═══ Extract ═══
Summit was called the "Heights over Springfield" during the late 18th century and most of the 19th century, and was considered a part of New Providence.  During this period, Summit was part of a regional government called Springfield Township, which eventually broke up into separate municipalities.  Eventually only Summit and New Providence remained joined.

Lord Chancellor James Kent, who was the Chancellor of New York State and who wrote Commentaries on American Law, retired to this area in 1837 in a house he called Summit Lodge, a source that has been cited as naming the City of Summit.  He lived in Summit between 1837 and 1847 in a small lodge on what is now called Kent Place Boulevard.  The original lodge is now part of a large mansion, at 50 Kent Place Boulevard, opposite Kent Place School.

In 1837, the Morris and Essex Railroad, which became the Delaware Lackawanna and Western Railroad and is now the New Jersey Transit's Morris and Essex Lines, was built over what was then called "The Summit" hill, and the name was later shortened to Summit.  Before the railroad, neighboring New Providence had more residents than Summit, but the railroad line changed that, with Summit outgrowing its neighbor which didn't have a train station at first.

In 1868, a hotel named "The Summit House" burned beside the railroad.  In 1869, Summit and New Providence separated and the Summit area became the "Township of Summit".  In the late 19th century, the area began shifting from farmland to wealthy estates; in 1892, renowned architect C. Abbott French cleared away a crest of a "summit ridge", removing "an impenetrable tangle of wild vines ... and myriads of rattlesnakes," to build a house with a view of New York City, The Times Building, and the Brooklyn Bridge.  The present-day incarnation of Summit, known formally as the City of Summit, was incorporated in 1899.

Increasingly, in the 19th century, Summit served as a nearby getaway spot for wealthy residents of New York City in search of fresh air and a convenient weekend getaway.  Weekenders would reach Summit by train and relax at large hotels and smaller inns and guest houses.  In addition, it was often a "summer destination" for residents of New York City. Calvary Episcopal Church was built in 1894-1895 and was described as a "handsome new house of worship".

In the late 19th century and early 20th century, silk weaving was a significant business in the city, but it declined in the early decades of the 20th century; in 1915, there was a strike at the Summit Silk Company on Weaver Street.  In the early 20th century, there was much building activity; in 1909, one report suggested at least 40 residences were being built with costs varying from $4,500 to $45,000, making it "one of the greatest periods of building activity this place, the Hill City, has known."
═══ Information given ═══
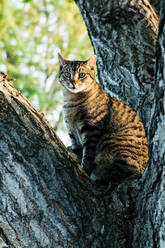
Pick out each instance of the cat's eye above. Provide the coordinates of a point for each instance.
(67, 74)
(82, 75)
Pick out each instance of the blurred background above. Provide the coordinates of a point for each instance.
(32, 32)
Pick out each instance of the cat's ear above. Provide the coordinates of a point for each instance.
(61, 59)
(92, 62)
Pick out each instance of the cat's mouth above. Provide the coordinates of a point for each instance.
(76, 88)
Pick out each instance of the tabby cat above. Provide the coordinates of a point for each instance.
(105, 133)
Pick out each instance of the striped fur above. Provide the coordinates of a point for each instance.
(106, 134)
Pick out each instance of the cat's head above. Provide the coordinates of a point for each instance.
(77, 76)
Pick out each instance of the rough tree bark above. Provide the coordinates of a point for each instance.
(46, 200)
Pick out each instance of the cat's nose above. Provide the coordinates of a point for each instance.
(73, 82)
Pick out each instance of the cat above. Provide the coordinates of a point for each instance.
(106, 134)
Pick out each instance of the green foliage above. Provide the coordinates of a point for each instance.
(32, 33)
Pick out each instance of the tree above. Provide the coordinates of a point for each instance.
(46, 198)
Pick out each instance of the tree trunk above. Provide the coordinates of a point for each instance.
(46, 200)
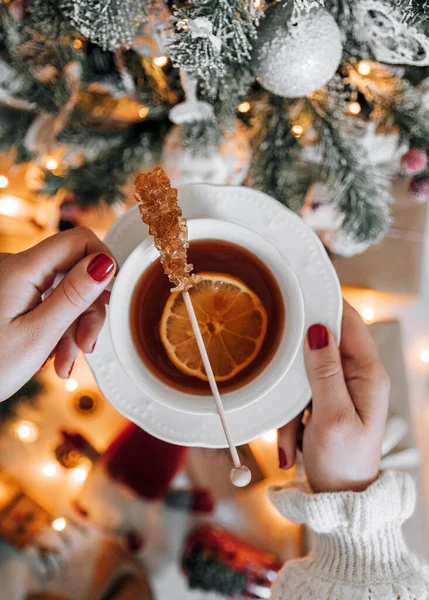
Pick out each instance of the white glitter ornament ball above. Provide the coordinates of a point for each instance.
(293, 59)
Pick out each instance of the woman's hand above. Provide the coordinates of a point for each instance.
(342, 438)
(67, 321)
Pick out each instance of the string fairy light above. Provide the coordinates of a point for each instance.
(297, 131)
(51, 164)
(27, 431)
(244, 107)
(50, 470)
(59, 524)
(160, 61)
(354, 108)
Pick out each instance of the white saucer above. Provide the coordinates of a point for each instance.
(323, 304)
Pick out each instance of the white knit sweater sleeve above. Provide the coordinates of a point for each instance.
(359, 552)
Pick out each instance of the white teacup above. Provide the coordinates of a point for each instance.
(119, 319)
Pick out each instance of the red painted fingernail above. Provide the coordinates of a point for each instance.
(71, 369)
(282, 458)
(318, 337)
(44, 364)
(100, 267)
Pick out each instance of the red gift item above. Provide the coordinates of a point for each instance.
(215, 560)
(143, 463)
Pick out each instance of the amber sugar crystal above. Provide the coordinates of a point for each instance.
(160, 210)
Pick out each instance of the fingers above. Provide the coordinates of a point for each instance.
(90, 324)
(66, 352)
(287, 442)
(58, 253)
(79, 289)
(365, 376)
(357, 345)
(331, 400)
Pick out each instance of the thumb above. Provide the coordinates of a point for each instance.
(82, 285)
(325, 374)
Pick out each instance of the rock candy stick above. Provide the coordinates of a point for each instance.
(160, 211)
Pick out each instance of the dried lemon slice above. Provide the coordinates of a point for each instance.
(233, 323)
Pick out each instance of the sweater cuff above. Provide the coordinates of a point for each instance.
(390, 499)
(357, 533)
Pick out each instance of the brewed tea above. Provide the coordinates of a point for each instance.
(153, 291)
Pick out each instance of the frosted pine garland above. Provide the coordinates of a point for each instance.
(109, 23)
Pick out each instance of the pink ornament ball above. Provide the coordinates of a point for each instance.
(419, 189)
(414, 161)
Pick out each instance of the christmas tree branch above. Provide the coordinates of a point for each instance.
(360, 191)
(277, 169)
(100, 179)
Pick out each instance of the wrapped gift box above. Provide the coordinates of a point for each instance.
(394, 265)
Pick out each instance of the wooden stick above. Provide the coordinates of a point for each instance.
(240, 473)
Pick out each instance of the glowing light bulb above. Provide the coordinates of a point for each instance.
(50, 470)
(244, 107)
(11, 206)
(79, 474)
(364, 67)
(71, 385)
(143, 111)
(297, 130)
(354, 108)
(59, 524)
(160, 61)
(270, 436)
(368, 314)
(26, 431)
(424, 356)
(51, 164)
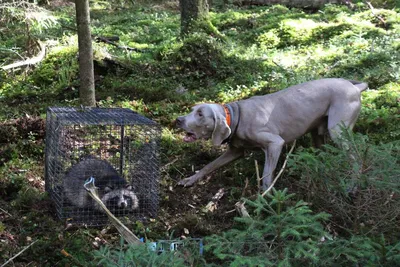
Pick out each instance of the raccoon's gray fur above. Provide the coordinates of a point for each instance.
(113, 190)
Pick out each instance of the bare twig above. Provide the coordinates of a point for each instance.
(19, 253)
(282, 169)
(30, 61)
(212, 205)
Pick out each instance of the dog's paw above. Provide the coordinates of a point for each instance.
(187, 182)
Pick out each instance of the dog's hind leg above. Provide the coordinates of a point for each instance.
(272, 150)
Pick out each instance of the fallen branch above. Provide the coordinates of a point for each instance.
(30, 61)
(122, 229)
(19, 253)
(112, 41)
(281, 171)
(212, 205)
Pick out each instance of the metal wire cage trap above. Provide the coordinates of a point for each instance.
(117, 147)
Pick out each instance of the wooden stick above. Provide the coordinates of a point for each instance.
(212, 205)
(30, 61)
(282, 169)
(122, 229)
(19, 253)
(258, 176)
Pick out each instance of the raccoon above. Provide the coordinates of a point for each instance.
(113, 190)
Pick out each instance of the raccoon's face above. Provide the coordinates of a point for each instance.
(120, 198)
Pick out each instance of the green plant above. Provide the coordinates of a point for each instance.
(357, 183)
(279, 231)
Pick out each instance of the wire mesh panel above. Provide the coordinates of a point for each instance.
(117, 147)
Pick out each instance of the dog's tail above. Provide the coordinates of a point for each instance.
(360, 85)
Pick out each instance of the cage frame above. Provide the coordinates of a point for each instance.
(62, 121)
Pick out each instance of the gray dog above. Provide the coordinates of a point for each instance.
(268, 122)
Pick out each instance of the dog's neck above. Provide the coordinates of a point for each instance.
(232, 119)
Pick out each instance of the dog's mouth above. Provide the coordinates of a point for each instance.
(190, 137)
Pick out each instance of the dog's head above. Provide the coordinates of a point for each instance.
(204, 122)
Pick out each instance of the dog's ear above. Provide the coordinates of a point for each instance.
(221, 129)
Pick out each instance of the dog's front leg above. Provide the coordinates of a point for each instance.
(272, 150)
(230, 155)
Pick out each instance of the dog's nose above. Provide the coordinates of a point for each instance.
(179, 121)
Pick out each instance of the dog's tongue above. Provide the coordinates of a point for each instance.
(189, 137)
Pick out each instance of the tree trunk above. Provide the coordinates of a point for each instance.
(290, 3)
(86, 71)
(191, 11)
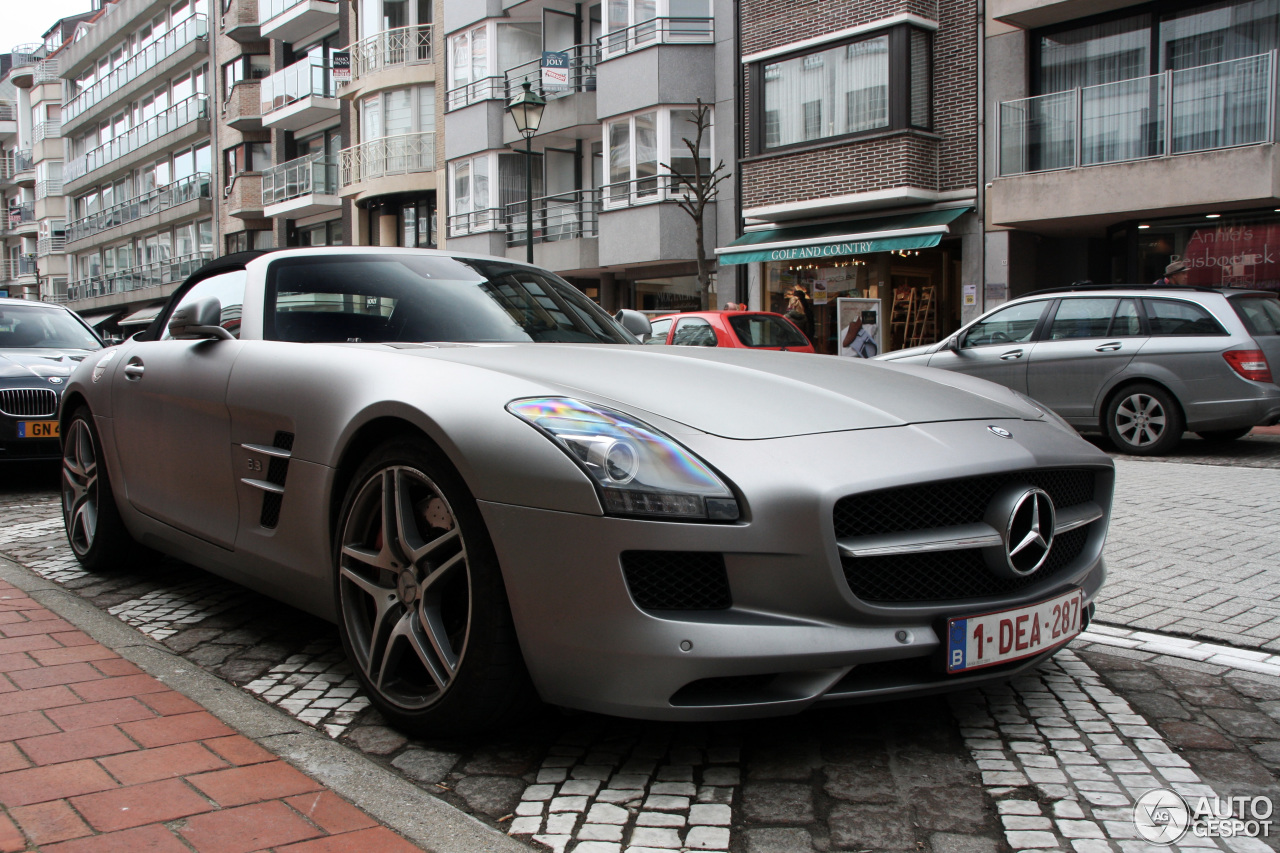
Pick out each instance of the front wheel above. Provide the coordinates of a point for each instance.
(94, 528)
(1144, 420)
(423, 611)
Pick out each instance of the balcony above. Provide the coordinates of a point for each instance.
(295, 19)
(155, 201)
(658, 31)
(298, 96)
(181, 114)
(137, 278)
(242, 109)
(46, 246)
(141, 67)
(391, 49)
(240, 21)
(301, 187)
(388, 156)
(1188, 140)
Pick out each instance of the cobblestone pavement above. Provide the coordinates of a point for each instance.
(1052, 761)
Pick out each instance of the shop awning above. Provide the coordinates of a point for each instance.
(144, 315)
(922, 229)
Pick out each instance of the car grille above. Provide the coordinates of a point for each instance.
(676, 579)
(950, 575)
(28, 402)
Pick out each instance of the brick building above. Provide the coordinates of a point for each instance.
(858, 165)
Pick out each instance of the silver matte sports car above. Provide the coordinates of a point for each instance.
(494, 491)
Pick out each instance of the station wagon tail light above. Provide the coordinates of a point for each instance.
(638, 470)
(1251, 364)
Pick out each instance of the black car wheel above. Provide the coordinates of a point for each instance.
(423, 610)
(1225, 434)
(1144, 420)
(94, 528)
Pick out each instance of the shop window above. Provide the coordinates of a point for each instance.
(874, 83)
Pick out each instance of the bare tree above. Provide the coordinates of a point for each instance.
(696, 191)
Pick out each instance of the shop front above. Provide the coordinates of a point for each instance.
(896, 276)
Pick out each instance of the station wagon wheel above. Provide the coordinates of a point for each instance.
(94, 528)
(1144, 420)
(423, 612)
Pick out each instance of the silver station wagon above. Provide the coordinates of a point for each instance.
(1142, 364)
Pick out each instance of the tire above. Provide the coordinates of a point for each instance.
(421, 606)
(1144, 420)
(94, 528)
(1225, 434)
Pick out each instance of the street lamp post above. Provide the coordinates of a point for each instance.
(526, 110)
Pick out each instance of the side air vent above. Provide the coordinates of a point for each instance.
(676, 579)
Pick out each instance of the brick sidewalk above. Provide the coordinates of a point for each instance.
(97, 757)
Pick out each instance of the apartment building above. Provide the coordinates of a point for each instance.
(1124, 136)
(138, 177)
(604, 208)
(33, 229)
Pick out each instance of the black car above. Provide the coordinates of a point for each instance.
(40, 345)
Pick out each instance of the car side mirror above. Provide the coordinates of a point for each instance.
(199, 320)
(634, 322)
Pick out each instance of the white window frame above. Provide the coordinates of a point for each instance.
(663, 187)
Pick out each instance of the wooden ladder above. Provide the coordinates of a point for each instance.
(924, 322)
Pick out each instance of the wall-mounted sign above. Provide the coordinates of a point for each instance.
(554, 71)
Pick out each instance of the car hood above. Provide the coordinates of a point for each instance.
(744, 393)
(26, 364)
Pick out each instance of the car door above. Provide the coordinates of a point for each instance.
(1086, 342)
(996, 346)
(172, 424)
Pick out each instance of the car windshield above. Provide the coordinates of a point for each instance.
(36, 327)
(426, 299)
(766, 331)
(1261, 314)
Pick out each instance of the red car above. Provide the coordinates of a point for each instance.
(749, 329)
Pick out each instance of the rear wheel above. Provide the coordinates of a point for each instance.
(1144, 420)
(423, 610)
(1225, 434)
(94, 528)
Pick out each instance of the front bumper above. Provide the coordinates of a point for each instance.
(795, 634)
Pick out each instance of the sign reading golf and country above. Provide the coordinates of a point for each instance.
(554, 71)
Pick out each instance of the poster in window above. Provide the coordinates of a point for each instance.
(859, 327)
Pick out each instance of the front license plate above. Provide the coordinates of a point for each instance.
(37, 429)
(974, 642)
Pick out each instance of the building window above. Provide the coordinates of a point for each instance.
(878, 82)
(647, 154)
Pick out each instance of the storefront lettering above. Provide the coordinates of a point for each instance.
(822, 251)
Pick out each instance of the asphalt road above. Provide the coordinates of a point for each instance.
(1052, 761)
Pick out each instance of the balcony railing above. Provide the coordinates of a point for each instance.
(46, 131)
(581, 74)
(53, 187)
(567, 215)
(50, 246)
(136, 278)
(1212, 106)
(181, 114)
(170, 195)
(293, 83)
(141, 63)
(312, 174)
(658, 31)
(389, 49)
(481, 90)
(389, 155)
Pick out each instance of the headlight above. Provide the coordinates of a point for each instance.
(636, 469)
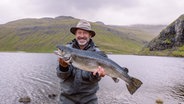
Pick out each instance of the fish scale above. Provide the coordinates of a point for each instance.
(90, 61)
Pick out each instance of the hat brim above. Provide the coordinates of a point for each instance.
(74, 29)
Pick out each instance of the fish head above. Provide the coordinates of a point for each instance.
(64, 52)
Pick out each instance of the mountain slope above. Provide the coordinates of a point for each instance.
(42, 35)
(170, 41)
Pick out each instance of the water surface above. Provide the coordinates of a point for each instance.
(34, 75)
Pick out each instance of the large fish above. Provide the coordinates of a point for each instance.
(90, 61)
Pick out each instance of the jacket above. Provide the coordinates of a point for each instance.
(78, 86)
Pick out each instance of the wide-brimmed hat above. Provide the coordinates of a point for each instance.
(84, 25)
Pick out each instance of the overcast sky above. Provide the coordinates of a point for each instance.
(114, 12)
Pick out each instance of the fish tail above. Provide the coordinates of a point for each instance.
(134, 85)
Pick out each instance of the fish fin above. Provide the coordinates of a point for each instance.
(125, 69)
(116, 80)
(134, 85)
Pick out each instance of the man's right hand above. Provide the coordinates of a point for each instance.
(62, 62)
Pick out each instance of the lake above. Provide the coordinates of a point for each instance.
(34, 75)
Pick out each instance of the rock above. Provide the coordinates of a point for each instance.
(25, 100)
(170, 37)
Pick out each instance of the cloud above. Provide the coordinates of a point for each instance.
(117, 12)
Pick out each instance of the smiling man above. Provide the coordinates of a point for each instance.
(79, 86)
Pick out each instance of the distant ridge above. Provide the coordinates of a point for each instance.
(43, 34)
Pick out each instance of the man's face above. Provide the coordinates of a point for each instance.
(82, 37)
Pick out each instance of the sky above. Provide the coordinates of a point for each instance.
(110, 12)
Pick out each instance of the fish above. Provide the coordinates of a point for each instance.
(90, 61)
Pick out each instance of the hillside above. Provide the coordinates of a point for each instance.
(169, 42)
(42, 35)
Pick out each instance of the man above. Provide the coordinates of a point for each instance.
(79, 86)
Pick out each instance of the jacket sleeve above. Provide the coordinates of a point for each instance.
(63, 72)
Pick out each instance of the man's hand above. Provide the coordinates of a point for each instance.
(62, 62)
(100, 71)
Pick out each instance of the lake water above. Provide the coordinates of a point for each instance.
(34, 75)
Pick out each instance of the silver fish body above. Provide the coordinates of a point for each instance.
(90, 61)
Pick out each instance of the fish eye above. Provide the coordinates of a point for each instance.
(63, 52)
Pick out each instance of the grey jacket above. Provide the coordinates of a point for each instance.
(78, 86)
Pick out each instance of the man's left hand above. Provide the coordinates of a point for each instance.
(100, 71)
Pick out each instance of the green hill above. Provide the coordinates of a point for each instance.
(42, 35)
(170, 41)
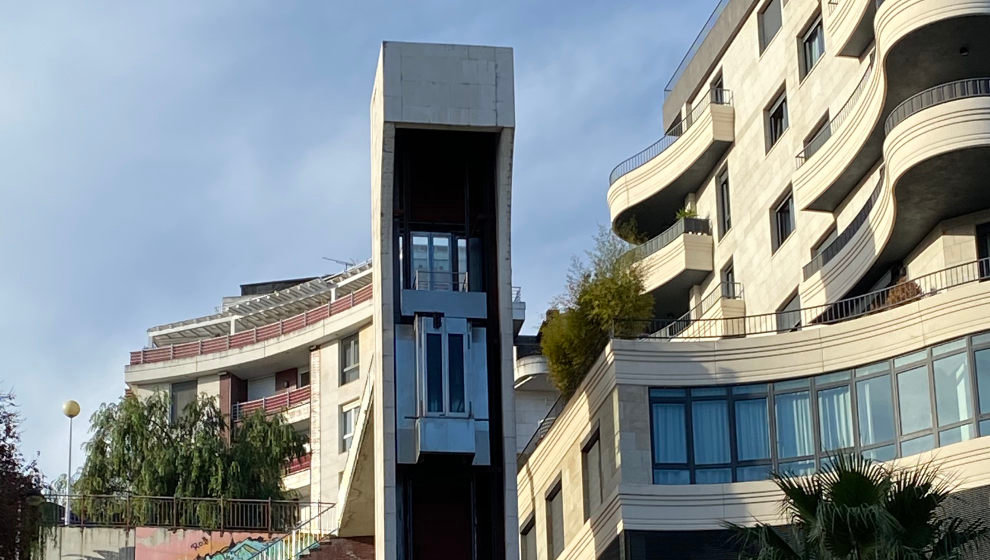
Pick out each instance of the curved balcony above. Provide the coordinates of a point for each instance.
(675, 260)
(651, 185)
(919, 43)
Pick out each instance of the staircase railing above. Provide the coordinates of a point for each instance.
(301, 538)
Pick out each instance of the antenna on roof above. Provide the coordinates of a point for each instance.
(347, 264)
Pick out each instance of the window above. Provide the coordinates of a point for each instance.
(729, 282)
(527, 541)
(783, 221)
(555, 521)
(183, 394)
(442, 357)
(591, 468)
(769, 23)
(724, 207)
(348, 416)
(789, 315)
(349, 360)
(812, 45)
(775, 117)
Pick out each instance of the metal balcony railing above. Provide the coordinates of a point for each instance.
(273, 404)
(440, 281)
(830, 251)
(127, 511)
(959, 89)
(826, 132)
(680, 227)
(716, 96)
(819, 315)
(255, 335)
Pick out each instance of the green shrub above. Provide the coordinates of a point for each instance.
(599, 291)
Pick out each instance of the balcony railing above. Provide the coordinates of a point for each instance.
(440, 281)
(273, 404)
(299, 465)
(830, 128)
(680, 227)
(125, 511)
(830, 251)
(960, 89)
(258, 334)
(843, 310)
(716, 96)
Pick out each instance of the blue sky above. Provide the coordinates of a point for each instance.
(157, 156)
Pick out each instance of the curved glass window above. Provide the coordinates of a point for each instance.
(895, 408)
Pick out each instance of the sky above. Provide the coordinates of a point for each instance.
(155, 156)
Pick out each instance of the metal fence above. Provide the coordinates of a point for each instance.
(717, 96)
(180, 513)
(798, 319)
(959, 89)
(829, 252)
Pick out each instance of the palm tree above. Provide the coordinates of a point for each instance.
(857, 509)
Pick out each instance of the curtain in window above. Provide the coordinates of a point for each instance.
(710, 421)
(669, 433)
(835, 418)
(794, 435)
(752, 430)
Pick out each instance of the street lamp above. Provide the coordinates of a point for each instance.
(71, 409)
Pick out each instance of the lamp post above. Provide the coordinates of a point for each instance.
(71, 409)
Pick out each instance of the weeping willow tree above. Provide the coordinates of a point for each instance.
(136, 448)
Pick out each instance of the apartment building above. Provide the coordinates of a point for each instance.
(818, 230)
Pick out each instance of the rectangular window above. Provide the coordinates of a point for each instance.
(776, 119)
(875, 406)
(915, 400)
(789, 315)
(591, 463)
(812, 46)
(724, 206)
(555, 522)
(769, 23)
(183, 394)
(348, 416)
(835, 418)
(527, 541)
(794, 435)
(953, 396)
(350, 368)
(782, 221)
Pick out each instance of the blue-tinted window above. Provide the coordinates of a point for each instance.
(915, 400)
(794, 435)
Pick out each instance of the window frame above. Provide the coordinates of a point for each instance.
(349, 373)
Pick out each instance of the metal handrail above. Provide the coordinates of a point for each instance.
(822, 136)
(302, 538)
(105, 510)
(830, 251)
(718, 96)
(843, 310)
(680, 227)
(959, 89)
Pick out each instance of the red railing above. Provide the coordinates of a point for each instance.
(273, 404)
(238, 340)
(298, 465)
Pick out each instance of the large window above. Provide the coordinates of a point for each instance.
(591, 470)
(724, 207)
(769, 22)
(889, 409)
(183, 394)
(812, 45)
(782, 221)
(555, 521)
(775, 117)
(350, 355)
═══
- **Work request**
Edit the passage on Summit's history from "Lord Chancellor James" up to and including "station at first.", and write it out again with "shortened" changed to "abbreviated".

- **Response below**
Lord Chancellor James Kent, who was the Chancellor of New York State and who wrote Commentaries on American Law, retired to this area in 1837 in a house he called Summit Lodge, a source that has been cited as naming the City of Summit.  He lived in Summit between 1837 and 1847 in a small lodge on what is now called Kent Place Boulevard.  The original lodge is now part of a large mansion, at 50 Kent Place Boulevard, opposite Kent Place School.

In 1837, the Morris and Essex Railroad, which became the Delaware Lackawanna and Western Railroad and is now the New Jersey Transit's Morris and Essex Lines, was built over what was then called "The Summit" hill, and the name was later abbreviated to Summit.  Before the railroad, neighboring New Providence had more residents than Summit, but the railroad line changed that, with Summit outgrowing its neighbor which didn't have a train station at first.